> [DOCUMENT SECTION]
== Segment start ==
Trade bodies and businesses have issued a joint call for an immediate resolution to the three-year steel and aluminium dispute.
The plea comes ahead of this week’s meeting between UK secretary of state for international trade Anne-Marie Trevelyan and US secretary of commerce Gina Raimondo.
In 2018, former US president Donald Trump imposed a 25% tariff on steel and 10% on aluminium from the EU.
The EU implemented a 25% tariff on American whiskey and other goods in retaliation, amounting to €2.8 billion (US$3.3bn) worth of products.
On October 31 this year, the US and EU agreed to suspend steel and aluminium tariffs, but they still remain in place for the UK.
Trade bodies including the Distilled Spirits Council of the US (Discus), The Bourbon Alliance, Wine and Spirit Trade Association (WSTA), US Chamber of Commerce, and Toasts not Tariffs Coalition have released a statement ahead of the US-UK meeting.
The statement said: “Since June 2018, many businesses on both sides of the Atlantic have been crippled by tariffs in this dispute. In addition to the tariffs, the Covid-19 pandemic has resulted in significant economic damage.
== Segment end ==
[Records from a collection]
== Segment start ==
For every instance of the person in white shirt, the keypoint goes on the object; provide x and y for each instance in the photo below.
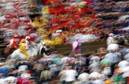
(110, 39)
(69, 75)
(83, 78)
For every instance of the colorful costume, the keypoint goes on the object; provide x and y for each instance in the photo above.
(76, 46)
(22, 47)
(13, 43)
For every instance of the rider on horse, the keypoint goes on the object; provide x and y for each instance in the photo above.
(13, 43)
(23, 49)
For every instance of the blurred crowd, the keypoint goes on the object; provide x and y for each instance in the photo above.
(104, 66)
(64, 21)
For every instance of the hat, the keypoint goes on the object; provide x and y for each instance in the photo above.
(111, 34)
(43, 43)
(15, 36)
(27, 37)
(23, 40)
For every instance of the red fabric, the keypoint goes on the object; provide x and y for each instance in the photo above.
== Segment end ==
== Segment start ==
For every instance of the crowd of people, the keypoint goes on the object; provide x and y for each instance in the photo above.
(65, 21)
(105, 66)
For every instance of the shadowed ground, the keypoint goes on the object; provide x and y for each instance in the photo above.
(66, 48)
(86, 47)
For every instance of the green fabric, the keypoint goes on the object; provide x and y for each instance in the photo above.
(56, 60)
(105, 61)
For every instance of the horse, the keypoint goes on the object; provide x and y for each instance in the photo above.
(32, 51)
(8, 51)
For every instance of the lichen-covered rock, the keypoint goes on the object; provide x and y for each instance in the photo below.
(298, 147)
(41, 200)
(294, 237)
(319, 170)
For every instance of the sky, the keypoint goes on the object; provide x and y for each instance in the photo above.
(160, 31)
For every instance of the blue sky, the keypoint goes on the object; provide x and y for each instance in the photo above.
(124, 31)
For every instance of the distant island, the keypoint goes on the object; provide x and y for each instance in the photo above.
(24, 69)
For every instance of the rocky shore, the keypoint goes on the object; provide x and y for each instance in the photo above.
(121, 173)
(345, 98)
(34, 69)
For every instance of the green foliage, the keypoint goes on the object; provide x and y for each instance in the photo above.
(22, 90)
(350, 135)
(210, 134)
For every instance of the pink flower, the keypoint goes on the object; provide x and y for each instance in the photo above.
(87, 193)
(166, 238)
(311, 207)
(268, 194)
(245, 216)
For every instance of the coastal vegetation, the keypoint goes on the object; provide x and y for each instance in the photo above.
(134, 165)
== Segment end ==
== Segment start ==
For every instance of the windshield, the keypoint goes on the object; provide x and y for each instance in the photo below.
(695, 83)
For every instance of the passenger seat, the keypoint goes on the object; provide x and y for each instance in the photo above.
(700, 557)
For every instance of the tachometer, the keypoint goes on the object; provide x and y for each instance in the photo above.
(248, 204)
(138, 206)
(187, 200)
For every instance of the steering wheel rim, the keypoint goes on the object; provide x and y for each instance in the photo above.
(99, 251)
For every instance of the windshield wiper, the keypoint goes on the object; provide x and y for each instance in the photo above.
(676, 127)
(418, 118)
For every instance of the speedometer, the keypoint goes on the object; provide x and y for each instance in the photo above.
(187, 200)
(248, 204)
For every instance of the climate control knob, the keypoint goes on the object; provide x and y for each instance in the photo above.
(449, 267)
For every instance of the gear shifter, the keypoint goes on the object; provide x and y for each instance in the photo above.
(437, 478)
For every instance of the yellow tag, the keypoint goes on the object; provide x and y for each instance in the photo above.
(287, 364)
== Segment end ==
> [PROBLEM SET]
1. In the passage on the steel and aluminium dispute, what tariff did Donald Trump impose on aluminium from the EU in 2018?
2. Summarize the passage on the steel and aluminium dispute in two sentences.
3. Resume the passage on the steel and aluminium dispute from the point where it stops.

> [ANSWERS TO THE PROBLEMS]
1. A 10% tariff.

2. Trade bodies and businesses, including Discus, the WSTA and the US Chamber of Commerce, have jointly called for an immediate resolution to the steel and aluminium dispute ahead of a meeting between UK trade secretary Anne-Marie Trevelyan and US commerce secretary Gina Raimondo. The dispute dates to 2018, when Donald Trump imposed tariffs on EU steel and aluminium and the EU retaliated with a 25% tariff on American whiskey and other goods; the US and EU agreed on October 31 to suspend the tariffs, but they remain in place for the UK.

3.
“For example, the pandemic saw consumer spending in the hospitality sector fall by more than 70% in the UK, and as a result, many bars, pubs, restaurants, and local specialty liquor shops have had to shut their doors for good.
“Similarly, the tariffs have seen American whiskey exports to the UK decline significantly over the last three and a half years – collapsing by 53% between 2018 and 2020. This has negatively impacted jobs across the US, from distilleries through the US supply chain, from farmers to glass producers.
“We welcome the announcement of an agreement between the US and EU in the ‘Section 232’ [steel and aluminium] dispute, and the signal that a resolution between the US and UK is possible. We urge the US and UK governments to resolve this dispute without further delay. The upcoming meetings between the US and UK offer the ideal opportunity for a resolution to the dispute to be found.
“Doing so will allow the US and UK to strengthen the transatlantic trading relationship, which is of key importance to our industries, leaving us the ability to tackle pressing common challenges together, in a spirit of unity.”